- [DOCUMENT TEXT]:

Moderating orals

Tuesday 10 May 2011

Moderating orals is a bit of a weird business …

 

Here I sit in my top-floor studio, laptop and speakers in front of me and the piles of DHL packages arranged around the desk, having (as I tweeted the other day) 10 minute bursts of intimacy with total strangers. Here are conversations recorded months ago, that (click) start … and then (click) stop, which very often carry with them ghostly impressions of that particular time and place of the recording – bursts of birdsong in the background, people talking outside the window, occasionally the sound of heavy rain, the ambulance siren in the distance rushing off to some unknown person's emergency. One school is under the flight path of the local airport, so in several recordings there is wheeeeeeee rumblerumble as yet another plane load of people passes overhead (not helpful for easy moderation!).

 

And then there are the people on the recordings, and their evident relationships – teachers and students who obviously like each other and get on well together … and those (few) who equally obviously - don't. The nervous students with that terribly vulnerable and touching quaver in the voice – and the equally nervous teachers who retreat into a stiff formality which I am sure is absolutely not typical of their normal selves. And then there's the wonderful lunatic from Central America (I won't be more specific than that) who converts the whole Individual Interview process into a circus – in-jokes, comments on the latest power cut, passing enigmatic gossip, the students cheerfully insulting him as usual … and in between, all the required parts of the interview are done, and the marking is spot on.

 

Moderation means hours and hours of concentration – and concentration of a very particular sort. The problem with evaluating orals is that the evidence is inherently transient – sounds fly past you, and you have to catch them, and interpret them, on the wing. If you stop the recording, the evidence 'disappears' - you can't hear anything. You can re-play (the introduction of CDs has helped enormously here) – but re-playing, if you think about it, falsifies, since a mispronounced phrase can certainly be deciphered eventually, but you have to mark on the basis that you can't re-play in a real-life conversation !

- [RECORDS]:
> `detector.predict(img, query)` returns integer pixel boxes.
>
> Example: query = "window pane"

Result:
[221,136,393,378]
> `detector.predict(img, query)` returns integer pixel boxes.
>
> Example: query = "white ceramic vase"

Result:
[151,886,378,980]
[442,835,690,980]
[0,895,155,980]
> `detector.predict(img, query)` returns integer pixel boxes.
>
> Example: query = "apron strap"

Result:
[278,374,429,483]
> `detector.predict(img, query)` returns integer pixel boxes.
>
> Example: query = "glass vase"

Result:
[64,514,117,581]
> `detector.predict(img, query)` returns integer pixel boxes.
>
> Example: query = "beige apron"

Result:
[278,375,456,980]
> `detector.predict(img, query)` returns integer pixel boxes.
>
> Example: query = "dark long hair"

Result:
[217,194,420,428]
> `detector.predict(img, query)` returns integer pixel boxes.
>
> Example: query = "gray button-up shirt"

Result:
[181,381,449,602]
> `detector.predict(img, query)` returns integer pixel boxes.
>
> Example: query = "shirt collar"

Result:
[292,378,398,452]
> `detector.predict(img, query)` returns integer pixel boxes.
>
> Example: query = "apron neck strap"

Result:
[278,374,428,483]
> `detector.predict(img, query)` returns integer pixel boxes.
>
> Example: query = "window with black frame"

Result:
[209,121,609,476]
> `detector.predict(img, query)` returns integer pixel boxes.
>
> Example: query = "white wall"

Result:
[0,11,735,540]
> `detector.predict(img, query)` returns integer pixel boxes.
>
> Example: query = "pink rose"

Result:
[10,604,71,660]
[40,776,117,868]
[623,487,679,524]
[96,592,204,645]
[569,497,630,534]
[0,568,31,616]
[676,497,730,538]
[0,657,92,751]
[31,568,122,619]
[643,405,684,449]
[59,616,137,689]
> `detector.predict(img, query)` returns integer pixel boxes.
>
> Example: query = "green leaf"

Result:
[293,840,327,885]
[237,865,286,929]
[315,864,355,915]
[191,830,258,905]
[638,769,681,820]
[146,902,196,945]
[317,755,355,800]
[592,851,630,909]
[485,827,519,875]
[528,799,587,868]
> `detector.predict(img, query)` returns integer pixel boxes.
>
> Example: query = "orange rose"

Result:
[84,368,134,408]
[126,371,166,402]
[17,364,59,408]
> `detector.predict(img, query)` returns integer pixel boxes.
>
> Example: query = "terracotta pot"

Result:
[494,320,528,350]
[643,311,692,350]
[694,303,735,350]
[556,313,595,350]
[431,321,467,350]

- [SHORT EXERCISE 1]: According to the blog post on moderating orals, what has helped enormously with re-playing recordings?
- [SHORT EXERCISE 2]: Set down the blog post on moderating orals word for word, starting at "Tuesday 10 May" and ending at "for easy moderation!).".
- [SHORT EXERCISE 3]: Carry the blog post on moderating orals forward from its final sentence.

- [EXPECTED OUTPUT 1]: The introduction of CDs.

- [EXPECTED OUTPUT 2]:
Tuesday 10 May 2011

Moderating orals is a bit of a weird business …

 

Here I sit in my top-floor studio, laptop and speakers in front of me and the piles of DHL packages arranged around the desk, having (as I tweeted the other day) 10 minute bursts of intimacy with total strangers. Here are conversations recorded months ago, that (click) start … and then (click) stop, which very often carry with them ghostly impressions of that particular time and place of the recording – bursts of birdsong in the background, people talking outside the window, occasionally the sound of heavy rain, the ambulance siren in the distance rushing off to some unknown person's emergency. One school is under the flight path of the local airport, so in several recordings there is wheeeeeeee rumblerumble as yet another plane load of people passes overhead (not helpful for easy moderation!).

- [EXPECTED OUTPUT 3]:
 

In fact, I've been doing this job for so many years now that I have a whole set of highly developed techniques to catch, sort and evaluate the flying clues. The first half-dozen recordings in each session require a fierce effort of concentration, but then all of the semi-conscious routines cut in. The conversations scroll past and all the clues light up, as it were – errors flash red, neat phrases flash green, pauses are evaluated (“ … weak language? / ...choosing the best word? / … coping with unclear question? ...”). And then, peering at the Criteria, all the little multi-coloured clues begin to group themselves into appropriate markbands - “...Criterion A – clearly 7-8, probably the top … Criterion B – borderline between 5-6 and 7-8: so, any further evidence ? … Criterion C – presentation is 7-8, but it all slips a bit in the interaction, so …?”

 

I'm writing down the whole system – partly out of self-analytical curiosity, but mainly because the notes will form a couple of very useful pages for this website !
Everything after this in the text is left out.